▸ STORED DATA
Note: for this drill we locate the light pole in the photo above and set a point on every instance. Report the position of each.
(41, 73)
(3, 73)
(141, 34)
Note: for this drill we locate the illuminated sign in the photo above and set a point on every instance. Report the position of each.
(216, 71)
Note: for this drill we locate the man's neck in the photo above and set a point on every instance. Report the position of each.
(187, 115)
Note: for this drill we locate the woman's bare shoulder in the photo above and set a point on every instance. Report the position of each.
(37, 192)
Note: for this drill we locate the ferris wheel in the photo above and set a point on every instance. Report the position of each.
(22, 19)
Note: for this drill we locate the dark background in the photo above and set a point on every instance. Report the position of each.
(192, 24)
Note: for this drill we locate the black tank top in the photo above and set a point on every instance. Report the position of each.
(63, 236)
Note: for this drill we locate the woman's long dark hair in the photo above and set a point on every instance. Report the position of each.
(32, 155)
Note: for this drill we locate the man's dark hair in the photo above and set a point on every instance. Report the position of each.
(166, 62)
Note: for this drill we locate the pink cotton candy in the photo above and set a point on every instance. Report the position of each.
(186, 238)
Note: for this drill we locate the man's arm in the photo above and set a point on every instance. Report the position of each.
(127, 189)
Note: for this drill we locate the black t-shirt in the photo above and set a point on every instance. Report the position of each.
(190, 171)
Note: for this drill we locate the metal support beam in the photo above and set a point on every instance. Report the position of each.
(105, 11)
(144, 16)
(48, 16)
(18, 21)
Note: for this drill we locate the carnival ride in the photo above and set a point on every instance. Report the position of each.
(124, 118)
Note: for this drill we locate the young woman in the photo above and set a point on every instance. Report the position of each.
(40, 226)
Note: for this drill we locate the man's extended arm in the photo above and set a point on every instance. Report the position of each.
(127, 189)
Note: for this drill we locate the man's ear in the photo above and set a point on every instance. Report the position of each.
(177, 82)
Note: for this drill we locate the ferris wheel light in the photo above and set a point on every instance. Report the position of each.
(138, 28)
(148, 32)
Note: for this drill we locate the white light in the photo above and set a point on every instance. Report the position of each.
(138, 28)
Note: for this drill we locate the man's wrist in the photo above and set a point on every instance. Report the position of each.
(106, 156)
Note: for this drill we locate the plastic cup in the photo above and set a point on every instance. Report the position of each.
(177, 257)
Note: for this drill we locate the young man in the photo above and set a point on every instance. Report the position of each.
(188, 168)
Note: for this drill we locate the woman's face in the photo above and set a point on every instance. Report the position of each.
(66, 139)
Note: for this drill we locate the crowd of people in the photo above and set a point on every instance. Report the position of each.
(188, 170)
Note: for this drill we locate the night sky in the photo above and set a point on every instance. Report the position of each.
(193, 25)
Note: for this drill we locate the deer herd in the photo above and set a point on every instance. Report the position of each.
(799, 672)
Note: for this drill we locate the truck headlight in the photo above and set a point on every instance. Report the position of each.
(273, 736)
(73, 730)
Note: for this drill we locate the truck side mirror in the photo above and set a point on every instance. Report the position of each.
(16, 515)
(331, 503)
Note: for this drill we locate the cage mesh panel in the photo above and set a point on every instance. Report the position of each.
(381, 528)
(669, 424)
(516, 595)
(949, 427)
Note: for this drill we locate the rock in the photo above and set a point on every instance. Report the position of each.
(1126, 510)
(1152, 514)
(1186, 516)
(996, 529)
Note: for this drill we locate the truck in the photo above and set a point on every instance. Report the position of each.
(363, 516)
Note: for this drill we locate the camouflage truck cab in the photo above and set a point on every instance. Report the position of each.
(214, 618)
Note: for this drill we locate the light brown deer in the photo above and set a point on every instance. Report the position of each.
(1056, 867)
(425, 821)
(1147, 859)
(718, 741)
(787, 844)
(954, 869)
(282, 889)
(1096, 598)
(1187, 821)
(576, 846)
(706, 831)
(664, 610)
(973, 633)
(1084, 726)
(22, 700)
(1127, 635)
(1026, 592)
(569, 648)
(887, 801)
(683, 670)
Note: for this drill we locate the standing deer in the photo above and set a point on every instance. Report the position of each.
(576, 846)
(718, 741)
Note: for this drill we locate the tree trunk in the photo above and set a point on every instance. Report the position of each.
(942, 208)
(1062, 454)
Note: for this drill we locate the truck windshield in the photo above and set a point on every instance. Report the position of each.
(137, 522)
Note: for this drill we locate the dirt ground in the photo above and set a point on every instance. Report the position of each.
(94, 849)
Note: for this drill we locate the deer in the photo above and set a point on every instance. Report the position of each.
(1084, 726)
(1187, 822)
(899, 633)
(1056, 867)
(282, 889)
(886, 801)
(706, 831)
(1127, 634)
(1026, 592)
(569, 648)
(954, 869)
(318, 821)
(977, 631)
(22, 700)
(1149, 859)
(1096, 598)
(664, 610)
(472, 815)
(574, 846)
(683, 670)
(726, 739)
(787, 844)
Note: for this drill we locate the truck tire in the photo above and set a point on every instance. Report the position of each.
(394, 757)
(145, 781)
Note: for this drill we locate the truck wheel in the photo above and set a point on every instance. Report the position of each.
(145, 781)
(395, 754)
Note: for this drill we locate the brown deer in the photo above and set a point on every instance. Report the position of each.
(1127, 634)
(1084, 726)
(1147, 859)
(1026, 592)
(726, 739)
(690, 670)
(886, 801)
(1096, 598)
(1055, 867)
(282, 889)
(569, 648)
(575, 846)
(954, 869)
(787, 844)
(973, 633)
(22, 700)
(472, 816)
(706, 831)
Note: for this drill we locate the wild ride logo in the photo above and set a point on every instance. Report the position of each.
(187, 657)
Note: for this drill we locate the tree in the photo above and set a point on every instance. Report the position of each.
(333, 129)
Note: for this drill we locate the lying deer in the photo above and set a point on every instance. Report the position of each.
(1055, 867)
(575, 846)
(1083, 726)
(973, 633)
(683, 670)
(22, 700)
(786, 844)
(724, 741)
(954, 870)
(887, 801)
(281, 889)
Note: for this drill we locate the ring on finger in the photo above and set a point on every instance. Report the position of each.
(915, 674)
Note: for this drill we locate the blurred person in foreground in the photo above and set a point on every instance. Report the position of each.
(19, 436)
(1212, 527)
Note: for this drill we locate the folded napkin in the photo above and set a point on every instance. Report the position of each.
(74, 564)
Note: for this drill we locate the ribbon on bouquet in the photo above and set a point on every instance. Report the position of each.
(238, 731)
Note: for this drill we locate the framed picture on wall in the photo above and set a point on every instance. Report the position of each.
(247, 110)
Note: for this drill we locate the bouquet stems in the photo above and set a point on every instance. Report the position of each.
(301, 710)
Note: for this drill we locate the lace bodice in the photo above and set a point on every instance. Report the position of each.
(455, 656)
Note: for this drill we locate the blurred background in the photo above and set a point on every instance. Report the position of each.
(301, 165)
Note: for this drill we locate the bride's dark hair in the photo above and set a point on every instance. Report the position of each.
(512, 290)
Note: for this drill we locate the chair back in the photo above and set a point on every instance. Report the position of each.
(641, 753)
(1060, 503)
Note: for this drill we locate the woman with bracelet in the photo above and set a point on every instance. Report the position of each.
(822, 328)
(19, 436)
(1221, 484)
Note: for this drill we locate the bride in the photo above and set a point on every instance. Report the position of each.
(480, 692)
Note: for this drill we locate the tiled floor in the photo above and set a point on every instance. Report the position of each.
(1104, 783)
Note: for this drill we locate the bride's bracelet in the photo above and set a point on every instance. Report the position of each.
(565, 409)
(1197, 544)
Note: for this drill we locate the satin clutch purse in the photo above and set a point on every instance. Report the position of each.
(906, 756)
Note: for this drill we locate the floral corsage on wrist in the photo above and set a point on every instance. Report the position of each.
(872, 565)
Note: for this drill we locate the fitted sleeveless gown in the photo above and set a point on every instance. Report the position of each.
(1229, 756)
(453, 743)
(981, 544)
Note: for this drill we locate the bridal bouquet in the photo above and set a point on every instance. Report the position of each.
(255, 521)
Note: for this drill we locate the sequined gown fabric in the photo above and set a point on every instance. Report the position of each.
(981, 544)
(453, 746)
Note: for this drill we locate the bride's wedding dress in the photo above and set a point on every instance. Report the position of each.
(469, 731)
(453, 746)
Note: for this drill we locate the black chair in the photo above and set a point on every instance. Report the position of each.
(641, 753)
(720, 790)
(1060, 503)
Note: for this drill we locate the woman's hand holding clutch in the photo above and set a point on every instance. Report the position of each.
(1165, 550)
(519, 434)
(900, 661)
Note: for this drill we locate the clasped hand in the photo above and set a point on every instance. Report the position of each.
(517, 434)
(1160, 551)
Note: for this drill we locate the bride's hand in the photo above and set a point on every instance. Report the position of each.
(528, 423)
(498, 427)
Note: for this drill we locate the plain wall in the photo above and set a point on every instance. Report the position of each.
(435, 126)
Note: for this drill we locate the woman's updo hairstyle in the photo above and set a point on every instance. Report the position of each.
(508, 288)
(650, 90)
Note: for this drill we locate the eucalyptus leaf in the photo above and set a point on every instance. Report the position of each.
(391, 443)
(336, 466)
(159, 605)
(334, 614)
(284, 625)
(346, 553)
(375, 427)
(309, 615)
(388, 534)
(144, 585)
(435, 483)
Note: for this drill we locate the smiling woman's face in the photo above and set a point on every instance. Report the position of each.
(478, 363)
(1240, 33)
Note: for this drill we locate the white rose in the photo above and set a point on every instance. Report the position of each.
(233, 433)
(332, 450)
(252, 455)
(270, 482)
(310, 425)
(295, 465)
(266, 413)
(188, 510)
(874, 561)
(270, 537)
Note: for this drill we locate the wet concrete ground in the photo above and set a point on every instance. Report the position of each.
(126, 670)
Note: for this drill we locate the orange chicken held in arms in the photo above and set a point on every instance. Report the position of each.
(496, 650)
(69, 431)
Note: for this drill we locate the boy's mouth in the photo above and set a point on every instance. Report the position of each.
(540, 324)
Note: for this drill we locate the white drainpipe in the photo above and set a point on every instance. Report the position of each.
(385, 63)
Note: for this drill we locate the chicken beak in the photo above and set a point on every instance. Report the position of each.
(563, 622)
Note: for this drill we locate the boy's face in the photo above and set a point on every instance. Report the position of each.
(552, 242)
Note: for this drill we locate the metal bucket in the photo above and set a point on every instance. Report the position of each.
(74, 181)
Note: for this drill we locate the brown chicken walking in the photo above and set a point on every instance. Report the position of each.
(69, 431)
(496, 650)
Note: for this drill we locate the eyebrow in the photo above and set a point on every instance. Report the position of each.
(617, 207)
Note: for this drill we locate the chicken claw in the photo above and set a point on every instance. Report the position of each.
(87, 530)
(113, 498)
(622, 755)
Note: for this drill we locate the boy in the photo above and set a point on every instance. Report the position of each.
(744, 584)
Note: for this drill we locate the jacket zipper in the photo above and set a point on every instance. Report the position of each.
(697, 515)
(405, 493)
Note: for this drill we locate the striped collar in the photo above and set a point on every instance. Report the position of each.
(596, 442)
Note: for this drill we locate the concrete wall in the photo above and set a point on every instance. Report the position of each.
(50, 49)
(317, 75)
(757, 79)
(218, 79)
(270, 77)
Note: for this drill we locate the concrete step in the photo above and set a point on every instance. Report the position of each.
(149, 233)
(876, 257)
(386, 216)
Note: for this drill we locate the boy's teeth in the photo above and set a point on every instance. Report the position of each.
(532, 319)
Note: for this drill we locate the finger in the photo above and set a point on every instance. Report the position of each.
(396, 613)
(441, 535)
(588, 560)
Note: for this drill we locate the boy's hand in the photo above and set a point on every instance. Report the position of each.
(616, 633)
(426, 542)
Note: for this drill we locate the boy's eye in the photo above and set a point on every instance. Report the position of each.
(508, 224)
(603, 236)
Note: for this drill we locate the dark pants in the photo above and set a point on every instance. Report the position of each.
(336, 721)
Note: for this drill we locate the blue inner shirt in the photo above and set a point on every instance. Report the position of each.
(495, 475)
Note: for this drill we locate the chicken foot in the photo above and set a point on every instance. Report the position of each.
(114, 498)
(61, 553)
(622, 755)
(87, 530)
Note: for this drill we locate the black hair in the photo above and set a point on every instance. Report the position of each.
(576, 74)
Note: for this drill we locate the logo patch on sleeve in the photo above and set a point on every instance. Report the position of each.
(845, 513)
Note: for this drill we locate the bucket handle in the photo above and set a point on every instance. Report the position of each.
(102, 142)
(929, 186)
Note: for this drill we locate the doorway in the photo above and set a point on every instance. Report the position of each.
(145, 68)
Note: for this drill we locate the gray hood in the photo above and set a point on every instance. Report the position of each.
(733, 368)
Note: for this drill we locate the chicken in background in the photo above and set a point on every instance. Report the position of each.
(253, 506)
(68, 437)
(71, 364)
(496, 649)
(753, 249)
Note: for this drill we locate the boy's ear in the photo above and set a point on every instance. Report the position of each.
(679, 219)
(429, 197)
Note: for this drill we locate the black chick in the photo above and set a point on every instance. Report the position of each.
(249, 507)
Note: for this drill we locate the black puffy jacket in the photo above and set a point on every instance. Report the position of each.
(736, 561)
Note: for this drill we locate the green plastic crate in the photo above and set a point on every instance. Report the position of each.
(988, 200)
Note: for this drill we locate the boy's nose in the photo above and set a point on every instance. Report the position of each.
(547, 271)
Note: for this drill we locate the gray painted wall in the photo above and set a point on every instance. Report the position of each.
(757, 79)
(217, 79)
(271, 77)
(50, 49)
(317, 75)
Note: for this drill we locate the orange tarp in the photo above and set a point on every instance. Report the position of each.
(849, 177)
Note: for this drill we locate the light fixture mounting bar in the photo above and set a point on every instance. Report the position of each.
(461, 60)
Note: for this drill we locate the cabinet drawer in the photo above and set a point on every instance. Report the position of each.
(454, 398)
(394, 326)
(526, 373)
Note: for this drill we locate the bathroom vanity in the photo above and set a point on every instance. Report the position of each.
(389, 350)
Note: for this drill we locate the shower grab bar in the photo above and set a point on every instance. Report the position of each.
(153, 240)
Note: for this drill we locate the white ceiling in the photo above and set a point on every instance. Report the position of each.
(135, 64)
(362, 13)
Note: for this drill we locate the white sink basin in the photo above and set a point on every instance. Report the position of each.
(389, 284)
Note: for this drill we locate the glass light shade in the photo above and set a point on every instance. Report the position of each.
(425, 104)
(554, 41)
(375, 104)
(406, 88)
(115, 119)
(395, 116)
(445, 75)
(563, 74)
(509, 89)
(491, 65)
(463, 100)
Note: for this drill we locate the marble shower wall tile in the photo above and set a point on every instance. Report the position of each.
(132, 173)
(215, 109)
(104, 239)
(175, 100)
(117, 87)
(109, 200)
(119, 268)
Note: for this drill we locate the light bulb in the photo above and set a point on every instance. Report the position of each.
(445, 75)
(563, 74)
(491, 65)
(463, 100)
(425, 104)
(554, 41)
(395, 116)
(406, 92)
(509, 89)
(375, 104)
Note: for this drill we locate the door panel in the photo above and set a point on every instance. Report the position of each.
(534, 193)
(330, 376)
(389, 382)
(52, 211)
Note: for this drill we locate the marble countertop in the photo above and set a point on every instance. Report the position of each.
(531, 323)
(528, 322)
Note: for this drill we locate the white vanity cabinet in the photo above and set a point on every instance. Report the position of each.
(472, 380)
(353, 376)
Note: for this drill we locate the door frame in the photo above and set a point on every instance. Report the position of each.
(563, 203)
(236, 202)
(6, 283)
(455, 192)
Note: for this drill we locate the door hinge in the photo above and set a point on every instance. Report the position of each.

▸ PROBLEM REQUIREMENTS
Return, word for word, the lines from the one containing "Note: for this drill we locate the marble shower" through the end of the data above, both ends included, and nothing else.

▸ ANSWER FOR THIS EXERCISE
Note: for this drill we locate the marble shower wall tile in the photo above and set a point on every instance. Report the position of each.
(132, 173)
(215, 109)
(104, 239)
(175, 100)
(117, 87)
(109, 200)
(119, 268)
Note: for this drill we locate the light bulb in the photo above and set a point on every instance. Report the position of each.
(445, 75)
(563, 74)
(491, 65)
(463, 100)
(425, 104)
(554, 41)
(395, 116)
(406, 92)
(509, 89)
(375, 104)
Note: for this drill we locate the door panel in the photo above and set a point on every instance. Report the position of each.
(534, 193)
(330, 376)
(389, 382)
(52, 211)
Note: for this drill we locate the marble countertop in the photo above and set a point on every instance. Report the position of each.
(531, 323)
(528, 322)
Note: for this drill we locate the white vanity cabinet in the photo above and set a point on every instance. Report the position of each.
(472, 380)
(353, 376)
Note: for this drill we locate the door frame in the photo above and set a point on every instance. Report the position of each.
(563, 203)
(236, 202)
(6, 283)
(455, 192)
Note: for this drill we locate the door hinge in the photo above and set a point on every instance. Report the position of each.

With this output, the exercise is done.